§ **WORK TO DO**
According to the forum thread below about Greenback speakers in a Peavey Classic 30, what wattage rating do Greenbacks have?

§ **DOCUMENT EXCERPT**

# celestion g12m greenback in peavey classic 30?



## dropdew (Nov 18, 2014)

just wondering if anyone has heard a 2 x 12 or a 1 x 12 cabinet loaded with celestion g12m greenbacks playing through a peavey classic 30 or a classic 50? I am narrowing down the speakers I am going to install into a 2 x 12 cabinet.


----------



## gtone (Nov 1, 2009)

If you like the tone of Greenbacks (and I personally do), they can sound good in almost any amp. I've used them in everything but old Fender Tweeds and early Valco/Supros and they've rarely disappointed. I've never owned a Peavey Classic model, but I'd be willing to bet they'd sound good in one. They have an early and smooth breakup that can tame an amp with spikey highs yet they sound great with darker amps too, even though you may have to tweak the tone controls to get the appropriate nasal "honk". With their breakup characteristics, some complain of their wooly or fuzzy character under gain or volume, but that is the sound they're associated with. If you want a speaker with no cone breakup or compression, Greenbacks are definitely not it! If you want smooth breakup and compression, strong mids and woody sounding classic rock tone, the Greenback can be just the ticket.


----------



## surlybastard (Feb 20, 2011)

I've not heard them with a peavey but I have a rule about greenbacks: they may not be the best choice with a given amp but they will never be the worst choice you can make. They're very neutral and like gtone said will smooth any harshness the amp has. As picking speakers is often a shot in the dark if you're worried about getting something you'll hate I'd say greenbacks are the way to go.


----------



## dradlin (Feb 27, 2010)

Greenbacks are rated at 25w and the Classis 30 rated at 30w. A 65w or 75w Creamback might be a consideration, which are intended to be a higher powered version of the Greenback.

Edit: But 25w would be fine in 2x12 cab as you intend (missed that).


----------



## WCGill (Mar 27, 2009)

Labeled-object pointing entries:
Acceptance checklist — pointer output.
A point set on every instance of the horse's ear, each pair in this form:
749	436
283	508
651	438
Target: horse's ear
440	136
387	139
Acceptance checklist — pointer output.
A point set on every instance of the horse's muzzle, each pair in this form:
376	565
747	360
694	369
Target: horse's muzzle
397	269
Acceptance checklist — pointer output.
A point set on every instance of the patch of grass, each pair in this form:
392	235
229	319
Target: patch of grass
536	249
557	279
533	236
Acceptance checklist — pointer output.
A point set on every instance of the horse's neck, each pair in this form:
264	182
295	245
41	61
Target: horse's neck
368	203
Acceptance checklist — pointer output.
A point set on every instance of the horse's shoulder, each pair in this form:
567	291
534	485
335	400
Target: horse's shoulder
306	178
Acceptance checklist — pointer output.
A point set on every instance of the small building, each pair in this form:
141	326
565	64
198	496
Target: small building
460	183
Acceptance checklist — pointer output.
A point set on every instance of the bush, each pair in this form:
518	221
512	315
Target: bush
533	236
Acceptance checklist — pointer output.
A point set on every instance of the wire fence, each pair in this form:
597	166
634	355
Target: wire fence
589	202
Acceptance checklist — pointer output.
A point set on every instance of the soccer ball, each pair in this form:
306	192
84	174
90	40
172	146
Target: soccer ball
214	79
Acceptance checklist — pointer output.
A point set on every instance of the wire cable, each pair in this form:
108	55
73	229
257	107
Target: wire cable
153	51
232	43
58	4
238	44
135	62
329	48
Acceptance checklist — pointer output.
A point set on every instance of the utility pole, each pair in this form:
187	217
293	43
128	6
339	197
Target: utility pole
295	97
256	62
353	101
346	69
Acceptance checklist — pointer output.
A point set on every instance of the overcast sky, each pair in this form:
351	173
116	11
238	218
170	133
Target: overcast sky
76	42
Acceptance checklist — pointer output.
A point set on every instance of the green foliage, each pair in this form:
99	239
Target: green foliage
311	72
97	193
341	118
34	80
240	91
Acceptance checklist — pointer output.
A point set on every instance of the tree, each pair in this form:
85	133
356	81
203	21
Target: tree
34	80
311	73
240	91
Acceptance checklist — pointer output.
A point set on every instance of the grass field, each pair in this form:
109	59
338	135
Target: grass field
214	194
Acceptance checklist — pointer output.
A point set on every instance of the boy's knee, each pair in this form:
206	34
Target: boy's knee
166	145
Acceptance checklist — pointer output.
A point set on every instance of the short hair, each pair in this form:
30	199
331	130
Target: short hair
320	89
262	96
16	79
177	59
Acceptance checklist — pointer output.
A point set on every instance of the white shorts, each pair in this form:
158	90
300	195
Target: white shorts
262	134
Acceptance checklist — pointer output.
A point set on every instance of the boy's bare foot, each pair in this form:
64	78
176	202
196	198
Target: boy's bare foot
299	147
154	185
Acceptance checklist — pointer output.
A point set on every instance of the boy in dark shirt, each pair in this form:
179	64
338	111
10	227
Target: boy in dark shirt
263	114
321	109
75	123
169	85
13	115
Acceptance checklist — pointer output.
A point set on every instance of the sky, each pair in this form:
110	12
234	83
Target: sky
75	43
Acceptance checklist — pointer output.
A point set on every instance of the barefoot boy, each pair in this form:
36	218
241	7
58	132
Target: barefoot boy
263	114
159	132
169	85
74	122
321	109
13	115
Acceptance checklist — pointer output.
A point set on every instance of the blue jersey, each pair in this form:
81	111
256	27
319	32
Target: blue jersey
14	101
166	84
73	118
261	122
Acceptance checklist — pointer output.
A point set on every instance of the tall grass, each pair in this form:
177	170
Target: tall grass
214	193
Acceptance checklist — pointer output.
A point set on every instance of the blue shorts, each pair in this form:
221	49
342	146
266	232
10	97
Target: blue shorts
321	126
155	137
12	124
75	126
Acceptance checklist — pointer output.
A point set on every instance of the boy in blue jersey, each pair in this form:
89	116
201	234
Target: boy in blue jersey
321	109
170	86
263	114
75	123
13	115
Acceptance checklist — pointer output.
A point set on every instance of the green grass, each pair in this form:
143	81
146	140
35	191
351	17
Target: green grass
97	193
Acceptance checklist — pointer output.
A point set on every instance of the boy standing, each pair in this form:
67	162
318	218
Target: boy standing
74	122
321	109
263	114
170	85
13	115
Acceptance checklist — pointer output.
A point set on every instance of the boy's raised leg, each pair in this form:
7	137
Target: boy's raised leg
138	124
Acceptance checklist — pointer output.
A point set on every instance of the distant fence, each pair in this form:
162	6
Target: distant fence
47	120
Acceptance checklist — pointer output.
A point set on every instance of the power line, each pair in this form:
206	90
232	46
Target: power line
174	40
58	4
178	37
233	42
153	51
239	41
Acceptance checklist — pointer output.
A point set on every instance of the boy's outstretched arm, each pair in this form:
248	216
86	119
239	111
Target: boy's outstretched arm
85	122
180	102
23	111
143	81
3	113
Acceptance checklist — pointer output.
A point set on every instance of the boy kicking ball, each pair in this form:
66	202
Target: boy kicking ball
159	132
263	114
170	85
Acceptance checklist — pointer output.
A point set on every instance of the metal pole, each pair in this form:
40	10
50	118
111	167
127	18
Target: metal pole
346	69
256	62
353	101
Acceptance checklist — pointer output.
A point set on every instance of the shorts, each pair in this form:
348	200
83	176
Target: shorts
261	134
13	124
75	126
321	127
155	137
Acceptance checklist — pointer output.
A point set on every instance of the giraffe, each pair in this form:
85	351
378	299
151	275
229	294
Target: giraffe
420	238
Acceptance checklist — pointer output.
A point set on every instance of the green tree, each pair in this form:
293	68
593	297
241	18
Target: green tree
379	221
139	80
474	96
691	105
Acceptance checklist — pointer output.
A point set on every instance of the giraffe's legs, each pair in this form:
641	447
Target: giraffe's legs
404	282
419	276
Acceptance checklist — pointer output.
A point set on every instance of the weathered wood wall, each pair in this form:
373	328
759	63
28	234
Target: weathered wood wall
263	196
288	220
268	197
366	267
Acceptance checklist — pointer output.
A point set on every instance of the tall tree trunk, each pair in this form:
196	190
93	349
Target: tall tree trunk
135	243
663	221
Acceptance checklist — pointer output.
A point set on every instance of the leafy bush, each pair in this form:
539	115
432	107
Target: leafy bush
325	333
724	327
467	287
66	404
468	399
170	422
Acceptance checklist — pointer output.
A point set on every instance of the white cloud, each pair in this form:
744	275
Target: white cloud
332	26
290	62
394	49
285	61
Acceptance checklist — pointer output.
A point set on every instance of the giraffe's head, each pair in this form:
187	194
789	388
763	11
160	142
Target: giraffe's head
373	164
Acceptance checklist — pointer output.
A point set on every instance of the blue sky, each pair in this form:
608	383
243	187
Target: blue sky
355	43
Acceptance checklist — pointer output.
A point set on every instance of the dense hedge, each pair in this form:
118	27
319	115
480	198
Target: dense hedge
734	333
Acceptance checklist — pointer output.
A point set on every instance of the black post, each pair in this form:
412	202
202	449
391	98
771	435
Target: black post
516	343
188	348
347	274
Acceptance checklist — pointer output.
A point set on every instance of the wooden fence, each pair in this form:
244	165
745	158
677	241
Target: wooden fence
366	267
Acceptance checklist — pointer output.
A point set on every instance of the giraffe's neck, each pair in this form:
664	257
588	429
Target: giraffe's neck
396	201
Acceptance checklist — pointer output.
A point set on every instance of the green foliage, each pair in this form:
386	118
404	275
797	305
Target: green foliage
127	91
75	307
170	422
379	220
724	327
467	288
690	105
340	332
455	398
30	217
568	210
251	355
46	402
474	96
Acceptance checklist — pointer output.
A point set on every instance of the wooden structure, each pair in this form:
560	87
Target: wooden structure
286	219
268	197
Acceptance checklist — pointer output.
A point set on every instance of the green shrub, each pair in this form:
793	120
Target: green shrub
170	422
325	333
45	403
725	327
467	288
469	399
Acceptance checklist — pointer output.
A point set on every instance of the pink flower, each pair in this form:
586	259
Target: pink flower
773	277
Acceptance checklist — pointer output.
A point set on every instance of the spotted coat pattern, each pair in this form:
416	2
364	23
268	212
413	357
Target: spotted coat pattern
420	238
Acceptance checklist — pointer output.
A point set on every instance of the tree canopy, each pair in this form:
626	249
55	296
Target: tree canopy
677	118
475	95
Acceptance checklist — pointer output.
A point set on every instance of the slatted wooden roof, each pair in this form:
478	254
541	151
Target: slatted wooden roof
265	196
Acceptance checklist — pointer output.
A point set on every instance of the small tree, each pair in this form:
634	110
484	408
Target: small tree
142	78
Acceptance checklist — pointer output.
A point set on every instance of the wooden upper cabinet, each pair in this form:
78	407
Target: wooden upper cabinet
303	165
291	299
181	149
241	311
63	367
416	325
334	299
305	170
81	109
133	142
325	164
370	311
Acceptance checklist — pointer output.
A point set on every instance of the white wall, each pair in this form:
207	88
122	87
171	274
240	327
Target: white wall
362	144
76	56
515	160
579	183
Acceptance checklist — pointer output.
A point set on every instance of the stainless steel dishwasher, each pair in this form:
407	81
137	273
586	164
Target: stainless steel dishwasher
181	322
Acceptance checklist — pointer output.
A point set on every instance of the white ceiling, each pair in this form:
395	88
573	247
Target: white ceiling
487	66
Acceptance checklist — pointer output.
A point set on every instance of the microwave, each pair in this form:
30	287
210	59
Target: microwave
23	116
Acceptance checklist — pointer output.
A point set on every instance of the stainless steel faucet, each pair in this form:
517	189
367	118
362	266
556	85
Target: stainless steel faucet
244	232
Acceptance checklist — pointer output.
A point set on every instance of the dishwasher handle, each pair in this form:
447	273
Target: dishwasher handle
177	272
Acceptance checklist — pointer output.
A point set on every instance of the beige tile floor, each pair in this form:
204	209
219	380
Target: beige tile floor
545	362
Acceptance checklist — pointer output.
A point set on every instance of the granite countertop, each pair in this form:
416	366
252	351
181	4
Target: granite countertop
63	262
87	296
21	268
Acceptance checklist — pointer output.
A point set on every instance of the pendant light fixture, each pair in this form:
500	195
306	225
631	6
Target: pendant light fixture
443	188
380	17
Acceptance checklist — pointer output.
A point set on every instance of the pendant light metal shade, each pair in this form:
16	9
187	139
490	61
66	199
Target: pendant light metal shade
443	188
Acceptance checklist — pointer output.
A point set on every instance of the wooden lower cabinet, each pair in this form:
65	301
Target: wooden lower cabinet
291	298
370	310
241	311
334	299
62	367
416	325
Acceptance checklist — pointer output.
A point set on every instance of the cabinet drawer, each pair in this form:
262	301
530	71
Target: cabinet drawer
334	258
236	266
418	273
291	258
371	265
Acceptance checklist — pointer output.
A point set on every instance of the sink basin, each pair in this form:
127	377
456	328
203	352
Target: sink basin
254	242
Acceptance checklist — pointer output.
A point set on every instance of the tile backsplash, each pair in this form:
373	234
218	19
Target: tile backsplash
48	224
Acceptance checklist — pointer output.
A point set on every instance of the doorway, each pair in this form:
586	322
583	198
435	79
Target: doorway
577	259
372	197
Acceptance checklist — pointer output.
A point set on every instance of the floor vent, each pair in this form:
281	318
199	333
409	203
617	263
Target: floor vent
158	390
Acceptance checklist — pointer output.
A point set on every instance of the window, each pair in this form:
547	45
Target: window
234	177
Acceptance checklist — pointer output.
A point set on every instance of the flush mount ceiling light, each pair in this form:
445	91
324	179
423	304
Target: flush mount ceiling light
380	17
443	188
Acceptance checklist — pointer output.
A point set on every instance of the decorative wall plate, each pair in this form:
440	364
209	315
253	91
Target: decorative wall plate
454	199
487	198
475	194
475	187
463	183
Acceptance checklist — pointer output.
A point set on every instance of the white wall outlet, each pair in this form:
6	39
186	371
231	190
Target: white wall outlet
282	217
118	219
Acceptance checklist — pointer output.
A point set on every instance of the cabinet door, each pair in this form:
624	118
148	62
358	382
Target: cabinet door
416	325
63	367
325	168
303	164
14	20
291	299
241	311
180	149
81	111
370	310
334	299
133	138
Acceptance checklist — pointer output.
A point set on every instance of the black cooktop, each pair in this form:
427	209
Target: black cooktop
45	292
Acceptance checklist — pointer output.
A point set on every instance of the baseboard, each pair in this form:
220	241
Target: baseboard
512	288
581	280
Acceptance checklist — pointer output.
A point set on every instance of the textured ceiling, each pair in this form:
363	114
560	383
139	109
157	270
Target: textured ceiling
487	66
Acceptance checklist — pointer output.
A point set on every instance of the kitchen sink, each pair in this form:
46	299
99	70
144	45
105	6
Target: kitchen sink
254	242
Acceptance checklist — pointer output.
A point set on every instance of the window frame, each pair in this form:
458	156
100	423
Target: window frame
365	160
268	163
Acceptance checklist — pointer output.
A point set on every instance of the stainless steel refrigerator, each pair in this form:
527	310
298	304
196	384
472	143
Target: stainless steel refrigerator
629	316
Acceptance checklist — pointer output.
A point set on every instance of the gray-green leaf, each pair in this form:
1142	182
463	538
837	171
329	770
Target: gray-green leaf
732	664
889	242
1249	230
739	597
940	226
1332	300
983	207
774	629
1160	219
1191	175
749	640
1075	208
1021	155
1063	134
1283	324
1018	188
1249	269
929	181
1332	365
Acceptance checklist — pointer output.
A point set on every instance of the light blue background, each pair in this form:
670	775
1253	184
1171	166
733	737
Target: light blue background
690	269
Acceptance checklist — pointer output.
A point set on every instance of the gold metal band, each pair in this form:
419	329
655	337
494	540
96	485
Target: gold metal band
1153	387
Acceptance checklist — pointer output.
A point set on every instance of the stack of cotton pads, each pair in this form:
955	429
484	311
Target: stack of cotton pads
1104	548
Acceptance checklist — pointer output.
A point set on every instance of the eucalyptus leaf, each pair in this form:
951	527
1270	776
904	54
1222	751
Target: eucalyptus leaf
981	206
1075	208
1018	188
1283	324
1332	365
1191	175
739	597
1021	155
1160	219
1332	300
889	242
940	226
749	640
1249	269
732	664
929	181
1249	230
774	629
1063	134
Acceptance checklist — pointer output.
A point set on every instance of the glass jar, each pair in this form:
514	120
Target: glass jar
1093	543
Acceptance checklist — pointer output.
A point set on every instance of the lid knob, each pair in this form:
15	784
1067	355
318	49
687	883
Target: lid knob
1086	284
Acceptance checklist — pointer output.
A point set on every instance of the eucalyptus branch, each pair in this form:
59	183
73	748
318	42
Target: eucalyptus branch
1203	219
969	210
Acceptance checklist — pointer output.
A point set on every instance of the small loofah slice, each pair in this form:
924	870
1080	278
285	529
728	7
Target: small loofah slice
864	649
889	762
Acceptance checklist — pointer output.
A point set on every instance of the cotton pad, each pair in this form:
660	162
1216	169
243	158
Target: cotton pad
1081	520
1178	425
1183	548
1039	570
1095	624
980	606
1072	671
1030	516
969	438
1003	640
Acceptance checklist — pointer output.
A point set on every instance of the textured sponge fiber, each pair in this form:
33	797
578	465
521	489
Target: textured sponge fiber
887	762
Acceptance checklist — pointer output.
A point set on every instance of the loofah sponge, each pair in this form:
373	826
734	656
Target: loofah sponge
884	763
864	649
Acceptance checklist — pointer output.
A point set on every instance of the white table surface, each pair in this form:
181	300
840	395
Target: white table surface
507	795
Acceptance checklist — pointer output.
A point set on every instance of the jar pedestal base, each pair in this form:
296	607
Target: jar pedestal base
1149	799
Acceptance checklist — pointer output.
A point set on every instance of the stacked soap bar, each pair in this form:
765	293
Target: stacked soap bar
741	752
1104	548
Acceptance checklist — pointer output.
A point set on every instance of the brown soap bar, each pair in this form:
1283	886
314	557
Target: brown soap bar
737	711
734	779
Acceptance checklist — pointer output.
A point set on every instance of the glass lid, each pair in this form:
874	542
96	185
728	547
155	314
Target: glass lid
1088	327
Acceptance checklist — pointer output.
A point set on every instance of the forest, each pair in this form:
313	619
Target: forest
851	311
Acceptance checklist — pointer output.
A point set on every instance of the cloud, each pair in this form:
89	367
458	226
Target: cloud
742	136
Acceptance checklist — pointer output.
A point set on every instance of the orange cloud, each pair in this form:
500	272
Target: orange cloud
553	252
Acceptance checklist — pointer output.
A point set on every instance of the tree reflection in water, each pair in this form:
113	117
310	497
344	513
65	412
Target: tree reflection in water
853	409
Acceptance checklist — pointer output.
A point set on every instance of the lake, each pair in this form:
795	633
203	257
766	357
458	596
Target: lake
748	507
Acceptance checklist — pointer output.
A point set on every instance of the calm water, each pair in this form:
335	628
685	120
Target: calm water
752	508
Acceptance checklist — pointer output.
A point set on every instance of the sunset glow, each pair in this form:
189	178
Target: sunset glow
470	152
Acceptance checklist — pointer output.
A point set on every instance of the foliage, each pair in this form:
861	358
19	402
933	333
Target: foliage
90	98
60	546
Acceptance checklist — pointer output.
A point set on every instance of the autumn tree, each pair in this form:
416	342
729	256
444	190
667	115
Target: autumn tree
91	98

§ **FINAL RESULT**
Greenbacks are rated at 25 watts.